DOCUMENT SECTION →
* * * * * * * * *
Damania's videos pull no punches. Whether the topic is vaccine truthers or awful EHR tech, his videos aim to skewer workplace inefficiencies and topic ignorance. While recent video "EHR State of Mind" blasts EHR companies for creating unusable technology, companies like DrFirst and athenahealth have partnered with Damania because of his unique critique of the industry.
Entertaining yet educating
However, before the viral success, his videos were met with skepticism. “I was told quite clearly by colleagues, ‘You’re going to ruin your career putting this rap video on YouTube,” Damania said.
Using an alter ego and never mentioning his employer, Damania continued to post videos while continuing to work as a hospitalist. “I think [they] resonated with a lot of other doctors who were feeling burned out and didn’t have a voice,” he said.
Lending heavily from "Weird Al" Yankovic’s parody playbook, the videos aim to entertain and educate. However, when the videos turn to such serious subjects as drug misuse and sepsis-related deaths, some viewers they go a bit beyond the pale.
“We’re at an advantage because we're healthcare providers and we're used to dealing with taboo issues. I think being a bit more provocative and direct helps establish a sincerity and credibility. But anything I do gets some degree of backlash from people who are offended or think we've gone too far,” Damania said.
For example, the video “It’s Beginning to Look a Lot Like Sepsis” — a Christmas-style song about recognizing the signs and symptoms of sepsis — got feedback from individuals who had family members die from the condition and didn’t find the video funny. Damania noted more individuals supported the video.
"If this makes someone laugh and also remember the early signs and symptoms of sepsis, we can prevent a morbidity and mortality and that's worth it,” Damania said. “I've seen people do parody in medicine that does go into the offensive territory, so it is a challenge we're thinking about all the time.”
How Turntable Health’s model works
Damania was still practicing while his videos were gaining traction. His hot takes on practice management helped him catch the eye of Zappos CEO Tony Hsieh. Hsieh made him an offer he couldn’t refuse: Quit his job, take some startup funds and create an innovative care model for Hsieh’s Downtown Project in Las Vegas. The idea behind the project is to get “productivity dividends that come from cities where people bump into each other and interact -- and ideas are engaged where there's no central command or hierarchical organizational structure telling you what to do,” Damania said. Currently, the Downtown Project owns or invests in more than 300 businesses and entities, including Turntable Health.
Damania and his wife packed their bags for Vegas in the attempt to reinvent, or "remix" as they say, primary care. According to Damania, primary care is currently broken.
"We don’t resource it correctly. We don’t make it team-based and we don’t use the right technology,” he said.
Partnering with Iora Health, the Turntable Health model was constructed: A flat monthly fee for unlimited all-you-can-treat access to care that involves a team with a homegrown EMR. Turntable Health's website touts 24/7 phone access to physicians as well as nutrition and yoga classes as some services.
The model takes a team-based approach to support collaboration between disparate providers but at its heart, it's a population health model. Patient visits are at minimum 30 minutes and the clinic employs morning huddle times to discuss how to proactively manage, for example, all of the diabetics or all of the individuals with hypertension in the population.
* * * * * * * * *
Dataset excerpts
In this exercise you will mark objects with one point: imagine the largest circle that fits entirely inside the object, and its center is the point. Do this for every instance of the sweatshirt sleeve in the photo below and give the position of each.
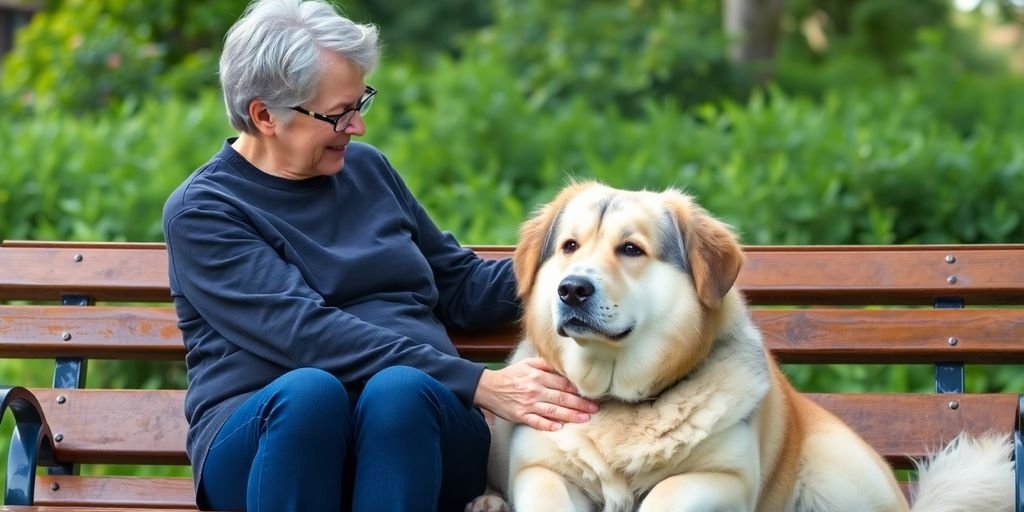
(255, 299)
(473, 293)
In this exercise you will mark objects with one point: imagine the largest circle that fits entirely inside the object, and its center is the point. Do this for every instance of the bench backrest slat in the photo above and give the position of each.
(797, 294)
(817, 335)
(773, 275)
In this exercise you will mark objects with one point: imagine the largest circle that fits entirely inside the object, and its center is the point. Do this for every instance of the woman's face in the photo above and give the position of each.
(309, 146)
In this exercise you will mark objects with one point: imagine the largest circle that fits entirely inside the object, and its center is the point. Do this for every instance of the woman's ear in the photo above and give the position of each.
(265, 122)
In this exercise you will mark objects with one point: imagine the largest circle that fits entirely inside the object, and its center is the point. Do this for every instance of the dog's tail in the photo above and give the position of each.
(970, 474)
* * * * * * * * *
PARTS OF THE EXERCISE →
1 - Reproduce the passage of the article about Damania starting at "The model takes" and ending at "in the population.".
2 - List every person mentioned by name in the article about Damania.
The rows are not needed for this work.

RESPONSES BY TASK →
1 -
The model takes a team-based approach to support collaboration between disparate providers but at its heart, it's a population health model. Patient visits are at minimum 30 minutes and the clinic employs morning huddle times to discuss how to proactively manage, for example, all of the diabetics or all of the individuals with hypertension in the population.

2 -
Damania
Tony Hsieh
"Weird Al" Yankovic